Parts of the exercise
1 - Answer these questions using the article on the fluorescent dye.
(a) At which department and university is Bo Wegge Laursen a professor?
(b) How large is the grant, and which foundation awarded it?
(c) What should the planned tools be able to measure?
2 - Name each kind of potential that the article on the fluorescent dye says the discovery might have.
3 - Reproduce the passage from the article on the fluorescent dye, starting at the words "The story began" and ending after "reactions in a liquid.".

Text

┌──

Major scientific discoveries sometime materialize with researchers hardly noticing.
This happened to Bo Wegge Laursen, Professor, Department of Chemistry, University of Copenhagen.
The story began when he discovered something in his results that did not quite add up during an experiment with a fluorescent material for measuring the acidity of a liquid. There was variation that could not be explained at that time. Bo Wegge Laursen did not think much about this initially and published his data, which he had done so many times before.
Later, he revisited the data and suddenly realized that the variation was not a variation at all. Instead, the data indicated that his fluorescent dye was the first in the world to effectively measure the rate of acid–base reactions in a liquid.
Bo Wegge Laursen immediately realized that the discovery might have basic scientific, research and medical potential, which he plans to realize based on a grant of DKK 13.7 million from the Novo Nordisk Foundation under its new NERD programme.
“There are clearly opportunities for developing new tools that can provide entirely new insight into chemical and biological processes, and we want to use the grant to develop these tools,” says Bo Wegge Laursen.
Fluorescent molecules measure the rate of acid–base reactions
Bo Wegge Laursen discovered that his fluorescent molecules can be used to measure how quickly acids and bases react with each other in a liquid. Two liquids can have the same pH but different concentrations of acid and base molecules that constantly collide and react with each other. The more acid and base molecules are present in the liquid, the faster the acid–base reactions take place – which cannot be determined by simply measuring the pH of the liquid.
“Molecules that can simply and efficiently measure the rate of that process never existed before,” says Bo Wegge Laursen.
Molecule can potentially reveal cancer
Bo Wegge Laursen and his co-workers will develop tools based on the discovery. Among other things, these tools should be able to measure how the acid–base reactions vary in locations in a living cell or over time in a cell cycle.

└──

Dataset
┌──

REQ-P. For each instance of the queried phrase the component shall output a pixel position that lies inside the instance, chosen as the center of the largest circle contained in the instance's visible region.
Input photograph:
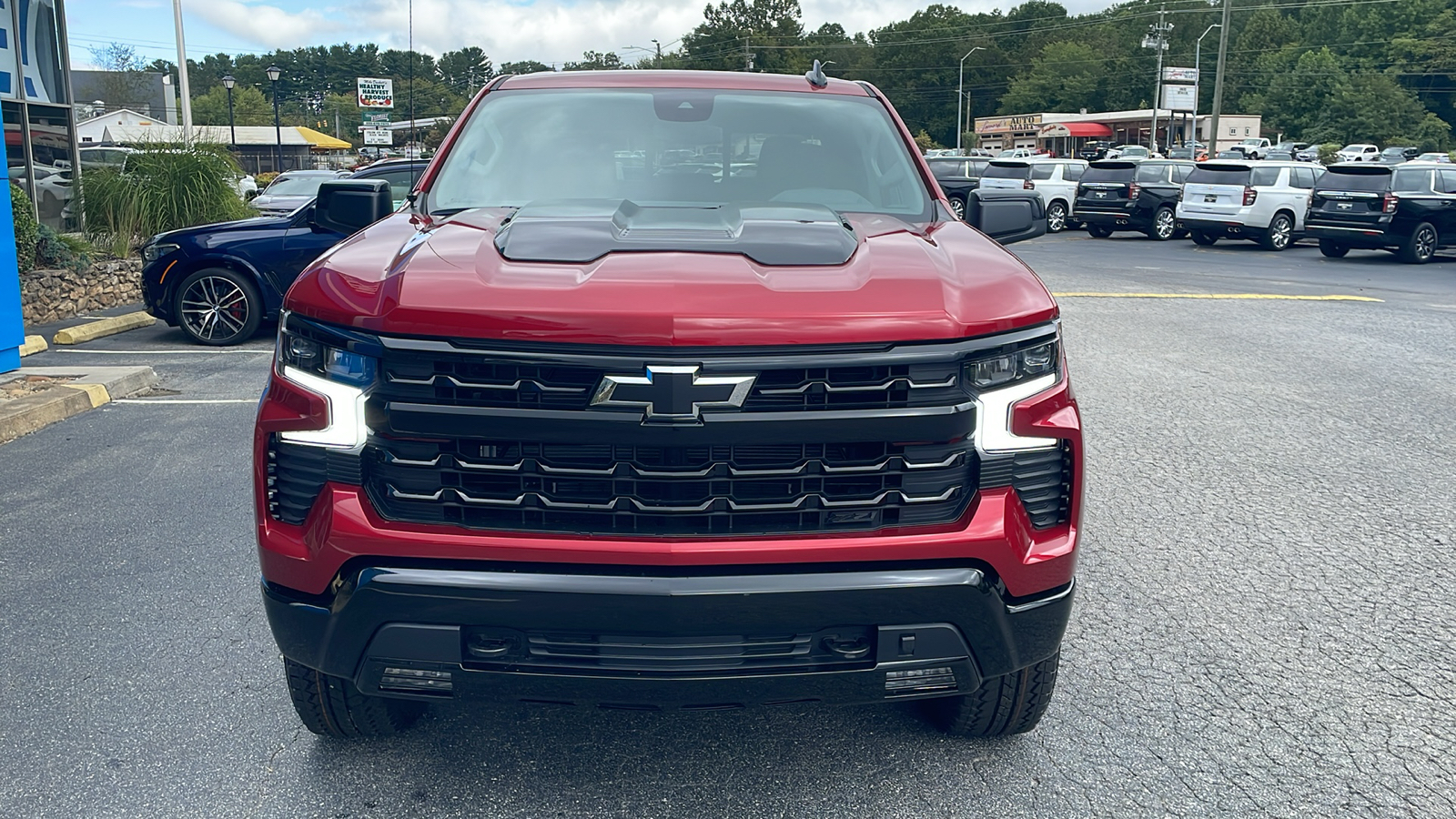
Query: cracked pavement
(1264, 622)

└──
┌──

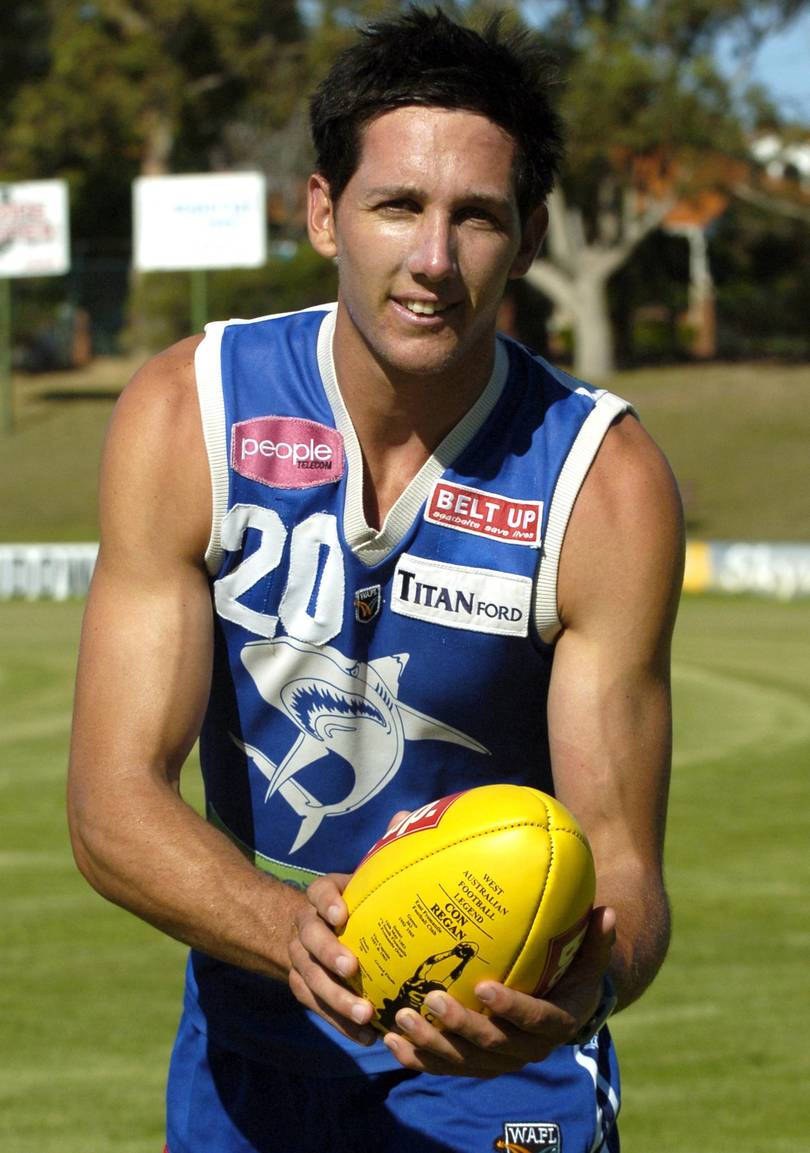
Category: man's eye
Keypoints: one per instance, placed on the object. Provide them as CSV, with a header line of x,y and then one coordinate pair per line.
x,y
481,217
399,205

└──

Answers in order
1 -
(a) The Department of Chemistry, University of Copenhagen.
(b) DKK 13.7 million, from the Novo Nordisk Foundation.
(c) How the acid–base reactions vary in locations in a living cell or over time in a cell cycle.

2 -
- Basic scientific
- Research
- Medical

3 -
The story began when he discovered something in his results that did not quite add up during an experiment with a fluorescent material for measuring the acidity of a liquid. There was variation that could not be explained at that time. Bo Wegge Laursen did not think much about this initially and published his data, which he had done so many times before.
Later, he revisited the data and suddenly realized that the variation was not a variation at all. Instead, the data indicated that his fluorescent dye was the first in the world to effectively measure the rate of acid–base reactions in a liquid.